» **Information given**
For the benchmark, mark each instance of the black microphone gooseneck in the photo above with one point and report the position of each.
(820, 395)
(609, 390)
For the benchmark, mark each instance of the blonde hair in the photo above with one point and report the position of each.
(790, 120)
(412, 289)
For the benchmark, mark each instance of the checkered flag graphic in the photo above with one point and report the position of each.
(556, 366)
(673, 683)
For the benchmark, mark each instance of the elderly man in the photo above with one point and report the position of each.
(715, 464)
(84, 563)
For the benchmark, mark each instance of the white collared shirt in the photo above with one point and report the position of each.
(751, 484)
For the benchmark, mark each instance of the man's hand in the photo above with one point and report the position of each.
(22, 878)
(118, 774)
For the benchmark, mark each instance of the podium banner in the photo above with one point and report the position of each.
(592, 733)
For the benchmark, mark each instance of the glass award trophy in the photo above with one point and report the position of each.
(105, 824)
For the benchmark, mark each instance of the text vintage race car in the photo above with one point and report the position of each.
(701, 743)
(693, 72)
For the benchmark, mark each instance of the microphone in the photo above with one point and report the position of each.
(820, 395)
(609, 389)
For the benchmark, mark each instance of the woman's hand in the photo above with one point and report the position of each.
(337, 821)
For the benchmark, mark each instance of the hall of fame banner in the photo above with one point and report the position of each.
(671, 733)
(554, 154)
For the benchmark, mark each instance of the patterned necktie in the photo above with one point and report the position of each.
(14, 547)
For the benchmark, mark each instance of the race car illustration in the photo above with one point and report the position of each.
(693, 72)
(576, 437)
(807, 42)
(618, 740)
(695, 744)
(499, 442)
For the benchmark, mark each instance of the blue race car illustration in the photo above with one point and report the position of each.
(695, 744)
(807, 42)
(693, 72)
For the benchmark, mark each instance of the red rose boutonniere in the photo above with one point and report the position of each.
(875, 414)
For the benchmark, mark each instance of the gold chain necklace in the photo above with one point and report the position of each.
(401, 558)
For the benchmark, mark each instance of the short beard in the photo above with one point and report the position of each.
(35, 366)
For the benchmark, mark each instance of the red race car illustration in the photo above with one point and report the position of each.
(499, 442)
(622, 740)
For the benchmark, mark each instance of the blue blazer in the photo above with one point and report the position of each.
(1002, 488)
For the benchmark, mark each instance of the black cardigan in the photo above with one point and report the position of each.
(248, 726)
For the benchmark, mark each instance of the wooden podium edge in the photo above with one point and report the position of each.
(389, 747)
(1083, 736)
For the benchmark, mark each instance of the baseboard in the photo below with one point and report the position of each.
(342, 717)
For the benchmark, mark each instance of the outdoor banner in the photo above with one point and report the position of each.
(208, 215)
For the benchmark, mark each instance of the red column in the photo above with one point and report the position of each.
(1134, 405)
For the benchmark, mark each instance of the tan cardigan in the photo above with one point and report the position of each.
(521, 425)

» **Given exercise**
Reproduce the entries above in full by retyping them exactly.

» **Response to the exercise**
For the benchmark, mark each instance of the black microphone gooseneck in the photo above with one point and report the position of each.
(820, 395)
(609, 390)
For the benchmark, mark each instance of the blonde hair in the photo above with one point and report the position of each.
(790, 120)
(412, 289)
For the benchmark, mark each instance of the checkered flag graphic in the photo above with one point and report the position of each.
(556, 366)
(673, 683)
For the benchmark, mark each instance of the elderly man in the photo above with one point and report the position of each.
(715, 464)
(84, 563)
For the benchmark, mark each instance of the white collared shirt in the photo above with one point and report the position of each.
(751, 484)
For the benchmark, mark each instance of the man's hand in the photo above with one point and report the position of each.
(22, 878)
(118, 774)
For the benchmark, mark each instance of the podium banner in the photo above with one point and report the position of each.
(592, 733)
For the benchmark, mark each instance of the glass award trophy in the photo above with one point and report the position of each.
(105, 824)
For the benchmark, mark each instance of the text vintage race car in the photo above with one point and report the position of each.
(701, 743)
(693, 72)
For the benchmark, mark each instance of the microphone in the photo above with one point and report the position of each.
(820, 395)
(609, 389)
For the benchmark, mark each instance of the woman's hand in the photo above with one point and report the position of each.
(337, 821)
For the benchmark, mark each instance of the hall of fame banner in the photo above with one point and report the position of each.
(671, 733)
(554, 154)
For the benchmark, mark each instance of the patterned necktie in the photo above with one point and report the position of each.
(14, 547)
For the benchmark, mark each instance of the race car illustration in the photo above with one point and report the position of each.
(693, 72)
(576, 437)
(807, 42)
(618, 740)
(695, 744)
(499, 442)
For the benchmark, mark each instance of the blue race car illustration in the photo above with one point and report the position of each.
(695, 744)
(807, 42)
(693, 72)
For the benchmark, mark each instance of the red rose boutonniere in the photo above with one point and report the position of each.
(875, 414)
For the benchmark, mark each instance of the gold chain necklace in the photo above with one point and report the position of each.
(401, 558)
For the benchmark, mark each instance of the short beard in the photo above with one point and report the position of each.
(35, 366)
For the benchmark, mark each instance of the red race car illustration in the photo above with one point and report the position of each.
(499, 442)
(622, 740)
For the benchmark, mark each instance of the blue blazer in the photo above with one point and report the position of each.
(1002, 488)
For the benchmark, mark each instance of the black cardigan in the photo above with one point and report the position of each.
(248, 726)
For the benchmark, mark each instance of the wooden podium edge in the photo above with one point and report the position of each.
(389, 747)
(1083, 736)
For the benchmark, mark each instance of the baseboard in the photo below with one point and report the position of each.
(342, 717)
For the benchmark, mark each instance of the outdoor banner in the photo above with one point and report the position of each.
(208, 215)
For the benchmark, mark each instance of the red column in the photo above with one point and report the position of each.
(1134, 405)
For the benchmark, mark each instance of the tan cardigan in the photo above with one point and report the position of each.
(521, 425)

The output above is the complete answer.